● Page text

If the first step in this response to call is to wake up, this decisive step is to stand up:
Stand up TO what has been – confront the old, unhealthy patterns. The examples that come to mind here are our efforts to support the New Jim Crow conversations, as well as our support for Covenant Christian Community’s Thanksgiving Care baskets (300 this year).
Stand up FOR a new vision, like the people who have stood with our Care Pack Team, filling over 350 care packs so far, and the Carroll Café support team, faithfully making that folk music ministry available to the community every month.
Not big, perhaps, but solid examples of “faith in a dark time!”
All of these examples lead directly into the third point that I took from the story of Bartimaeus: “Join Up!”
JOIN UP
Our Gospel lesson ends with a simple statement:
Jesus said to him, “Go; your faith has made you well.” Immediately he regained his sight and followed him on the way.
As soon as he could see again, Bartimaeus joined up and was on the Way with Jesus.
For me, this is an important element of what makes this story about the healing of blind Bartimaeus a story about responding to God’s call. After he woke up to his own need to be healed, and after he stood up and went to Jesus to receive what he asked for, when he was healed, Bartimaeus stepped out in faith and joined Jesus on the Way.
It’s easy to see that it wouldn’t make much sense for Bartimaeus to go back to begging. I can hear his friends and family muttering something like, “Now that he can see Bart ought to get a job and earn his living like anyone else, right?” But we all know how easy it can be to slip back into old ways of seeing – and doing.
But Bartimaeus sets off on the Way, heading to Jerusalem with Jesus and the others, facing into that unimaginable dark time of betrayal, sacrifice, and hope that ushered in our new age. I can imagine Bartimaeus, a wide-eyed, enthusiastic disciple, faithfully helping wherever he could as Jesus and the disciples threaded their way through the city on their way to Golgotha and the beginning of a new world.
In Call to the Soul Marjory names this stage “Relate.” It’s a time to nurture healthy, supportive relationships, relationships guided by the call that has just been released into the wider community.
In AA, steps 9 through 12 seem to fit this stage as well. They include making direct amends where possible and healthful, continued self-examination and confession, following spiritual practices to deepen the connection with God, and helping others find and follow the healing path.
This new path for someone living the 12 steps seems as radically different as the image of Bartimaeus looking back over his shoulder at someone else claiming his spot and spreading his former cloak while he heads out of town with Jesus. It’s a path marked by community and compassion. It’s the image of following this new path that grabbed me as I started working with this lesson, because it held up a mirror to part of my own journey.
For Bartimaeus, his disability was a window onto something new. That idea led me back to The Wounded Healer, that classic study by Henri Nouwen of the importance of acknowledging, living with, and learning from our wounded nature.
When I hear references to being a “wounded healer” around here, it is often an encouragement to offer what you can even though it may not be perfect. That’s good advice in a community that tries hard to help each member find and occupy a place of leadership.

● Exercise data
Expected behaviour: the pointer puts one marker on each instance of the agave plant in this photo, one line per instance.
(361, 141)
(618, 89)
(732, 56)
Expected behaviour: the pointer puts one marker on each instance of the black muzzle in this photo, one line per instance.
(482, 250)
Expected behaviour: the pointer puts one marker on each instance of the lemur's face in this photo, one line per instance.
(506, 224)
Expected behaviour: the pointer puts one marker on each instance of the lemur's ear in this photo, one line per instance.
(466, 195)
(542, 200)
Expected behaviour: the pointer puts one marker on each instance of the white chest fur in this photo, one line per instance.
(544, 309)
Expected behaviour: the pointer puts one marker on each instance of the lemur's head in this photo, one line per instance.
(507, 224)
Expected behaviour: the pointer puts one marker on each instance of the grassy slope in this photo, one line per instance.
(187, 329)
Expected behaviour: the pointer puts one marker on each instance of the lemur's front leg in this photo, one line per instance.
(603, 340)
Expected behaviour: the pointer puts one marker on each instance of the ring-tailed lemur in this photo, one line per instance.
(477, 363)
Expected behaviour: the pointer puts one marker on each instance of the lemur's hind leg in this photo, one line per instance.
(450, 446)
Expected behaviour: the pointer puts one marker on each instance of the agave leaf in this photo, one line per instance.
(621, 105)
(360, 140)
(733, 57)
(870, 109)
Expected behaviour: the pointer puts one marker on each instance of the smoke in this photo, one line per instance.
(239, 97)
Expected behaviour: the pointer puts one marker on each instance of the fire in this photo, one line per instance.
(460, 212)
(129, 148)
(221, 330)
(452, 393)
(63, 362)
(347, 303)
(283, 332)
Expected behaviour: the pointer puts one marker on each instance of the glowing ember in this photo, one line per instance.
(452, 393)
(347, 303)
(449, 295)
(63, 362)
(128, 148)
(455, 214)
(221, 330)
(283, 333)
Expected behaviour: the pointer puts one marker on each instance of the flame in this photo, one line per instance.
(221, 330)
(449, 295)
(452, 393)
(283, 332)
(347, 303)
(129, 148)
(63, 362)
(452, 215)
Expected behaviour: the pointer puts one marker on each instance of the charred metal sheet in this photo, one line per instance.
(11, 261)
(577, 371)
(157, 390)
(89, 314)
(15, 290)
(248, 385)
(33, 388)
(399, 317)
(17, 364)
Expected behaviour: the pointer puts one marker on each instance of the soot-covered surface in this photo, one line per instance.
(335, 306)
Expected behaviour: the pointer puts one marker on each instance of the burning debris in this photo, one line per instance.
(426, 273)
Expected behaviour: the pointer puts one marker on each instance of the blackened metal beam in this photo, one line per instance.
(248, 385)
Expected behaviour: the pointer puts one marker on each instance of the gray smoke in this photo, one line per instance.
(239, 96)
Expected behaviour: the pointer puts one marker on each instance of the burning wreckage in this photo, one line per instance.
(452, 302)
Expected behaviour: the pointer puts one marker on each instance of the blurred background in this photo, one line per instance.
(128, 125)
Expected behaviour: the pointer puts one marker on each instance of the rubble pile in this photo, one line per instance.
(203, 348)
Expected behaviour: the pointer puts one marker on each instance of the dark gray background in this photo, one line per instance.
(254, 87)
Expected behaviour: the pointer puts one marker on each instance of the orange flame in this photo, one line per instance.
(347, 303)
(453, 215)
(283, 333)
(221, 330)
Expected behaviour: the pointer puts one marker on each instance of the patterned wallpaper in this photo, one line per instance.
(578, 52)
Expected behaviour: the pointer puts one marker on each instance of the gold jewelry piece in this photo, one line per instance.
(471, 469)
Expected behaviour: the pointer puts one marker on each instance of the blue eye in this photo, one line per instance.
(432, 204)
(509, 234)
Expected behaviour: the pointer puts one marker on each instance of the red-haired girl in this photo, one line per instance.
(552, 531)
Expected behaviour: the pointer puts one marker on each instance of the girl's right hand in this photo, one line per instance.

● Activity
Reproduce everything in the Bartimaeus text from "In AA, steps" down to "my own journey.". You won't need the lines.

● Exercise solution
In AA, steps 9 through 12 seem to fit this stage as well. They include making direct amends where possible and healthful, continued self-examination and confession, following spiritual practices to deepen the connection with God, and helping others find and follow the healing path.
This new path for someone living the 12 steps seems as radically different as the image of Bartimaeus looking back over his shoulder at someone else claiming his spot and spreading his former cloak while he heads out of town with Jesus. It’s a path marked by community and compassion. It’s the image of following this new path that grabbed me as I started working with this lesson, because it held up a mirror to part of my own journey.